Transcribe the data that follows precisely, omitting nothing.

»»

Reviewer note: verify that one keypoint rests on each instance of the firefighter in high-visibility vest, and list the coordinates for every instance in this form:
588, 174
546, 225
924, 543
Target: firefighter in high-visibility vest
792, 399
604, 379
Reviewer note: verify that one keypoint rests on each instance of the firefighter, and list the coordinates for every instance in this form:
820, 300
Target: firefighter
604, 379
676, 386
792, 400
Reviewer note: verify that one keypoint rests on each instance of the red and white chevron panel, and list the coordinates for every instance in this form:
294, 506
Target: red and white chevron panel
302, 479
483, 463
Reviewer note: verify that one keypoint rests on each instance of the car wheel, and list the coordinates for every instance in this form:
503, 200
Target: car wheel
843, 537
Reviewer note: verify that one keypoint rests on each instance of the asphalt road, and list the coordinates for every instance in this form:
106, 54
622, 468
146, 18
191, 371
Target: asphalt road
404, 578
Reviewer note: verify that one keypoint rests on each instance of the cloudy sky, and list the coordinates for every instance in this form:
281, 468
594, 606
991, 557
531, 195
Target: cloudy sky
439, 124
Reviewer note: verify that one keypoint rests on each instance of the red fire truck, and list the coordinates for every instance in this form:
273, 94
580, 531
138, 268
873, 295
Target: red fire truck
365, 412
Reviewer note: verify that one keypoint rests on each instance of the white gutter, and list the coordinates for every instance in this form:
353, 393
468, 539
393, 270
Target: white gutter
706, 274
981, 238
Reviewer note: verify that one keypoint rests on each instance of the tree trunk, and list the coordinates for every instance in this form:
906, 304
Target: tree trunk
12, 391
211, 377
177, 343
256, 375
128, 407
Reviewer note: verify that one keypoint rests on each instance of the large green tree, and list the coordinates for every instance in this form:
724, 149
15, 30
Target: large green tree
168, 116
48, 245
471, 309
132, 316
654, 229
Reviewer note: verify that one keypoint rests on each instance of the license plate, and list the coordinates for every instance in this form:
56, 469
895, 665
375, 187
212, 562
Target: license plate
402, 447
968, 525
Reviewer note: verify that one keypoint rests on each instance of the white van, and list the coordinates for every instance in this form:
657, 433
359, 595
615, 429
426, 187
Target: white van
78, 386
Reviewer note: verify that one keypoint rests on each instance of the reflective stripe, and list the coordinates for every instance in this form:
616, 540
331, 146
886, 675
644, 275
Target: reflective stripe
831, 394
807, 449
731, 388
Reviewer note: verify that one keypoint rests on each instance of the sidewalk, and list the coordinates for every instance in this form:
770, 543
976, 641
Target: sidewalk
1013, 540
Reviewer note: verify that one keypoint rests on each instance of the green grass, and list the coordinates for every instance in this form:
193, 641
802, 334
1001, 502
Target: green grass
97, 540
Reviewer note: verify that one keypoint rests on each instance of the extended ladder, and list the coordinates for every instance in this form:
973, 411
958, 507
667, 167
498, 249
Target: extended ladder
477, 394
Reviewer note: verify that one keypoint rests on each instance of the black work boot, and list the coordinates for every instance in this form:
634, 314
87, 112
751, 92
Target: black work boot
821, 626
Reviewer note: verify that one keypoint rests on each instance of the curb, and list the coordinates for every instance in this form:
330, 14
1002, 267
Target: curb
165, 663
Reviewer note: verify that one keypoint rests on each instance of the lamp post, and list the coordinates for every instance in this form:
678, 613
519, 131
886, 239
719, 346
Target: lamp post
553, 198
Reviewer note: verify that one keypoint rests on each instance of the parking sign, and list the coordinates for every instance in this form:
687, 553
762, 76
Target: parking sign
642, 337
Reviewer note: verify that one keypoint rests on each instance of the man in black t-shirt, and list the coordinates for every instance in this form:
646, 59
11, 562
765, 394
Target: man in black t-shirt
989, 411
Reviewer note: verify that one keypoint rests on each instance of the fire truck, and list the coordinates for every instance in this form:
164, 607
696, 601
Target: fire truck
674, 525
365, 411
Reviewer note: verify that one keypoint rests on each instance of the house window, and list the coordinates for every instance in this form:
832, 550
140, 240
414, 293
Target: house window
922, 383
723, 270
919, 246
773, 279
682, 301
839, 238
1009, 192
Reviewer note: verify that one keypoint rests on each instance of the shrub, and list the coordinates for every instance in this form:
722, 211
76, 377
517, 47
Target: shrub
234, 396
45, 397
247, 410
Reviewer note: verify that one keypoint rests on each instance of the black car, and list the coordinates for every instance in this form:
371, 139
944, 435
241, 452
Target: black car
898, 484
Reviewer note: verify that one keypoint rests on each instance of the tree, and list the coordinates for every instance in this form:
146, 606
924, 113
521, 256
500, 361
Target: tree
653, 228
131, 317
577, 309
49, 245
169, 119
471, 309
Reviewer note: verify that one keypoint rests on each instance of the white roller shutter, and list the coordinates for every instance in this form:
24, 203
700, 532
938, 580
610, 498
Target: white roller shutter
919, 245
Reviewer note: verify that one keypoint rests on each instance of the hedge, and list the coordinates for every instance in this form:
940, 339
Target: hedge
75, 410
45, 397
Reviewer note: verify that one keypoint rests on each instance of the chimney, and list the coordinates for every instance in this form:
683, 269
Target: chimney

««

Finished exercise:
Reviewer note: verify that one keypoint rests on each instance of the firefighter in high-visibility vest, and list the coordinates for every instance in this form:
588, 174
546, 225
924, 543
Target: firefighter in high-visibility vest
792, 399
604, 379
Reviewer note: verify that one keypoint rests on each instance of the firefighter, and list the coordinates for every instance in this form:
820, 300
Target: firefighter
604, 379
676, 386
792, 400
Reviewer note: verify that one keypoint rests on each instance of the red and white chevron panel, and list the coordinates for every instance in this form:
294, 506
Target: red and white chevron panel
302, 479
483, 463
Reviewer note: verify that one keypoint rests on each instance of the car wheel, and list the coordinates for every instance in this form:
503, 200
Target: car wheel
843, 537
Reviewer note: verify that one keypoint rests on each instance of the asphalt road, and list the coordinates for every instance in this form:
106, 54
622, 468
146, 18
191, 371
Target: asphalt road
404, 578
Reviewer note: verify that one keypoint rests on each instance of the cloudy sky, and list the coordinates for every instance in this form:
281, 468
594, 606
991, 557
531, 195
Target: cloudy sky
439, 124
Reviewer note: verify that one keypoint rests on each instance of the red fire truck, and list the coordinates for every instance in this form:
273, 94
580, 531
138, 268
873, 295
Target: red fire truck
365, 412
Reviewer note: verify that one keypoint rests on each instance of the white gutter, and list the coordinates for every instance in this form:
353, 393
468, 539
393, 270
Target: white gutter
706, 274
981, 238
Reviewer note: verify that one keypoint rests on each instance of the tree trunk, and list the coordinates for every instance in this form:
906, 304
Target: tree trunk
12, 391
211, 377
177, 343
256, 375
128, 407
Reviewer note: verify that one keypoint rests on each instance of the large green tree, and list the coordinates for every instance in this form:
724, 149
15, 30
Target: large green tree
168, 116
48, 245
471, 309
132, 316
654, 229
Reviewer note: verify that one keypoint rests on each instance of the license plate, and list the coordinates for every instance in this form:
56, 469
895, 665
375, 187
212, 562
Target: license plate
402, 447
968, 525
Reviewer note: verify that one keypoint rests on each instance of the white van, and list the coordinates for every instance in this form:
657, 433
359, 595
615, 429
426, 187
Target: white van
78, 386
Reviewer note: verify that one keypoint rests on each instance of the reflective stripe, and list the coordinates for every instance in this form:
616, 540
331, 146
886, 675
644, 275
Target: reflective stripe
831, 394
807, 449
731, 388
Reviewer note: verify that one keypoint rests on each instance of the sidewalk, and list the coordinates for every instance in this form:
770, 543
976, 641
Target: sidewalk
1013, 540
Reviewer note: verify that one keypoint rests on each instance of the green grass, and list the coordinates for every instance in this form:
193, 641
802, 334
1001, 502
Target: green grass
97, 540
Reviewer note: verify that one keypoint rests on each instance of the extended ladder, and list the coordinates for every instance in this form:
973, 411
958, 507
667, 167
498, 249
Target: extended ladder
477, 394
Reviewer note: verify that one keypoint rests on each instance of the black work boot, and list the coordinates for every instance in this form:
634, 314
87, 112
751, 92
Target: black work boot
821, 626
Reviewer note: verify that one keypoint rests on each instance of the curb, and list the coordinates for every instance in this form:
330, 14
1002, 267
Target: curb
165, 663
Reviewer note: verify that one keypoint rests on each instance of the lamp post, and list the coordinates for every instance in this form:
678, 613
519, 131
886, 239
719, 346
Target: lamp post
553, 198
Reviewer note: verify that one keypoint rests on each instance of the parking sign, and list the coordinates for every instance in this form:
687, 553
762, 76
Target: parking sign
642, 337
Reviewer note: verify that one keypoint rests on each instance of the man in black t-shirt, and list the coordinates for every instance in this form:
646, 59
11, 562
765, 394
Target: man in black t-shirt
989, 411
Reviewer note: verify that one keypoint rests on each instance of the fire truck, and list the coordinates for every instance in this form:
164, 607
696, 601
Target: fire truck
674, 525
365, 411
Reviewer note: verify that one keypoint rests on each instance of the house window, and list the coordinates for every instance in this form:
832, 550
140, 240
414, 293
Target: house window
922, 383
723, 270
919, 246
773, 279
682, 301
839, 238
1009, 192
Reviewer note: verify that one keypoint rests on each instance of the shrub, and list the coordinates for every instance in this form:
722, 211
76, 377
517, 47
Target: shrub
234, 396
45, 397
247, 410
Reviewer note: verify that one keypoint rests on each instance of the black car, and list the coordinates for every instance in this form:
371, 139
944, 435
241, 452
Target: black car
898, 484
Reviewer note: verify that one keypoint rests on each instance of the tree, and list the coordinates for every instance in this form:
146, 606
924, 113
521, 256
500, 361
Target: tree
653, 228
131, 317
577, 309
49, 245
169, 119
471, 309
Reviewer note: verify that one keypoint rests on each instance of the white roller shutter, and list the coordinates for every instance in this form:
24, 203
700, 532
938, 580
610, 498
Target: white roller shutter
919, 245
Reviewer note: verify that one keypoint rests on each instance of the hedge, and list the coordinates for every instance in this form:
940, 339
Target: hedge
75, 410
45, 397
Reviewer note: verify that one keypoint rests on each instance of the chimney, and list the coordinates for every instance in this form:
683, 269
Target: chimney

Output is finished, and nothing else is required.